### Problem to work on
Locate the line that contains "Target: rocky shore". Print it and every subsequent line through the final line of the records, exactly and only those.

### Record extracts
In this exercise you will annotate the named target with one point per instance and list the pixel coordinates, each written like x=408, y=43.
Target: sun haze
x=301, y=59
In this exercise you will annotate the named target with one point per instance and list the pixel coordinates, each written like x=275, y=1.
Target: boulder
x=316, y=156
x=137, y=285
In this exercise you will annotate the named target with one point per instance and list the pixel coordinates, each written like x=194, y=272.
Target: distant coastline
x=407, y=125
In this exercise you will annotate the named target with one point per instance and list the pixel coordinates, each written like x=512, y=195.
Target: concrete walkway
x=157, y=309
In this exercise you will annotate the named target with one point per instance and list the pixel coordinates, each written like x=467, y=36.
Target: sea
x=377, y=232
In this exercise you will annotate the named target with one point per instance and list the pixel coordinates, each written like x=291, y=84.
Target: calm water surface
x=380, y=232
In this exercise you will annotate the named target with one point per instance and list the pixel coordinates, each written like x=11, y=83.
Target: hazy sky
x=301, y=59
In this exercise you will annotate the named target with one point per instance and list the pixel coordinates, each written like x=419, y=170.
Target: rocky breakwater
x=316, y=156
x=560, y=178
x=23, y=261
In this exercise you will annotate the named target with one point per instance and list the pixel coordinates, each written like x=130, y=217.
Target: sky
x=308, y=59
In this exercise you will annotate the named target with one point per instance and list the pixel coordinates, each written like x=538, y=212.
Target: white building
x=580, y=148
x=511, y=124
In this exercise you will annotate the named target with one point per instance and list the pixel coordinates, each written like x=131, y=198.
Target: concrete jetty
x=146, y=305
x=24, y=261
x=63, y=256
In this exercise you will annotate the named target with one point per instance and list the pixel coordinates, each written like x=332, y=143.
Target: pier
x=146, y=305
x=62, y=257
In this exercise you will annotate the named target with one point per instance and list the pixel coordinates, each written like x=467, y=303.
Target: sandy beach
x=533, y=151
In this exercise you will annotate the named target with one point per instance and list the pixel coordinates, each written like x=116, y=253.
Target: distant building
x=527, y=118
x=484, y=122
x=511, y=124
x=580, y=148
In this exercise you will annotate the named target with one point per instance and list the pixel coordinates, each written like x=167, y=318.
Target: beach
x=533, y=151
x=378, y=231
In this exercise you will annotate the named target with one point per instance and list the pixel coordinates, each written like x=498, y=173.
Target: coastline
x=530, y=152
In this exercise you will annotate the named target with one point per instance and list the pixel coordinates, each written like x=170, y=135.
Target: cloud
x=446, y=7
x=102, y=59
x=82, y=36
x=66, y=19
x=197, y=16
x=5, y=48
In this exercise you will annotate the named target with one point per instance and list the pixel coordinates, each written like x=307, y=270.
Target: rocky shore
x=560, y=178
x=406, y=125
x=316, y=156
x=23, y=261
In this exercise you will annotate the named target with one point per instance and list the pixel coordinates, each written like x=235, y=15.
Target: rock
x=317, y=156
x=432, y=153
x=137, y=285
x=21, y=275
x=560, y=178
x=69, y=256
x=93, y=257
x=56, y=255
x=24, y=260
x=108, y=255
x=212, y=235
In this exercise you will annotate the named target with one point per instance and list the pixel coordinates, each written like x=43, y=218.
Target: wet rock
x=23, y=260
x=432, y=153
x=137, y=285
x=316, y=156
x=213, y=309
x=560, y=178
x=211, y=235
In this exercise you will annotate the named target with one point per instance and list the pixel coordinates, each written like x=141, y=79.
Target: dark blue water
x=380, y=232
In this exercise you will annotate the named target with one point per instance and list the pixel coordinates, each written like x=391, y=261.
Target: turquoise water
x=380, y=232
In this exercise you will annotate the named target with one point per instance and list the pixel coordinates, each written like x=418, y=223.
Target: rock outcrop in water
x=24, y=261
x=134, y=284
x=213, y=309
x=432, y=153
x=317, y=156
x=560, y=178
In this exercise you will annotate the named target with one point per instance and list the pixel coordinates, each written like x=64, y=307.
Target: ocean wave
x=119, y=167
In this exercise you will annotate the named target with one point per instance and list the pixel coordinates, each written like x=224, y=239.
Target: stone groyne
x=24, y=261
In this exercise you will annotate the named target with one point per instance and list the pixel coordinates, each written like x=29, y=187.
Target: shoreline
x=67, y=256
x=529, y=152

### Exercise result
Target: rocky shore
x=560, y=178
x=406, y=125
x=316, y=156
x=23, y=261
In this exercise you will annotate the named target with one point per instance and list the pixel coordinates, each written like x=235, y=15.
Target: rock
x=317, y=156
x=432, y=153
x=137, y=285
x=21, y=275
x=560, y=178
x=69, y=256
x=93, y=257
x=56, y=255
x=24, y=260
x=108, y=255
x=212, y=235
In this exercise you will annotate the named target with one point per instance and list the pixel coordinates, each written like x=43, y=218.
Target: wet rock
x=23, y=260
x=432, y=153
x=137, y=285
x=316, y=156
x=213, y=309
x=560, y=178
x=211, y=235
In this exercise you will annotate the named target with one point per instance and list the pixel coordinates, each written like x=141, y=79.
Target: dark blue water
x=380, y=232
In this exercise you will annotate the named target with one point per instance and list the pixel coordinates, each written like x=391, y=261.
Target: turquoise water
x=380, y=232
In this exercise you will annotate the named target with one point per instance and list the pixel coordinates, each written like x=418, y=223.
Target: rock outcrop in water
x=24, y=261
x=134, y=284
x=213, y=309
x=432, y=153
x=317, y=156
x=560, y=178
In this exercise you will annotate the named target with one point per instance and list the pixel coordinates, each written like x=64, y=307.
Target: ocean wave
x=119, y=167
In this exercise you will annotate the named target with one point per instance and list the pixel coordinates, each written like x=224, y=239.
Target: stone groyne
x=24, y=261
In this exercise you will annotate the named target with one point per instance and list the pixel coordinates, each written like x=29, y=187.
Target: shoreline
x=67, y=256
x=529, y=152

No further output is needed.